**Exercise prompt:** Can you reproduce the listing below word for word, with every line unchanged and in the same order?

---------- Material to process ----------

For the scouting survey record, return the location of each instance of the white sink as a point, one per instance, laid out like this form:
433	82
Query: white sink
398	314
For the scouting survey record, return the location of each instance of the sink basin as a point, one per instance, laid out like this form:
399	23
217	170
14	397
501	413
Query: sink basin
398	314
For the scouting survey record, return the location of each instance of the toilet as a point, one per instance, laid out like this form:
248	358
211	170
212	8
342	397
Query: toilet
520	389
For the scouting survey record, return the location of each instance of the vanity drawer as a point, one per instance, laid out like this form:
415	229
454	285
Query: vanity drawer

----------

**Exercise output:**
For the scouting survey record, return the location of each instance of the white sink as a point, one per instance, laid out like this form:
433	82
Query: white sink
398	314
For the scouting survey record, return the location of each instance of the sink basin as a point, one per instance, laid out like this form:
399	23
217	170
14	397
501	413
Query: sink basin
398	314
For the scouting survey record, return the location of each instance of the toilet as a point, one per instance, laid out like this form:
248	358
211	170
212	8
342	397
Query: toilet
520	389
For the scouting survey record, return the location of each instance of the vanity drawer as a point, one per instance, laid out like this form:
415	229
454	285
Query: vanity drawer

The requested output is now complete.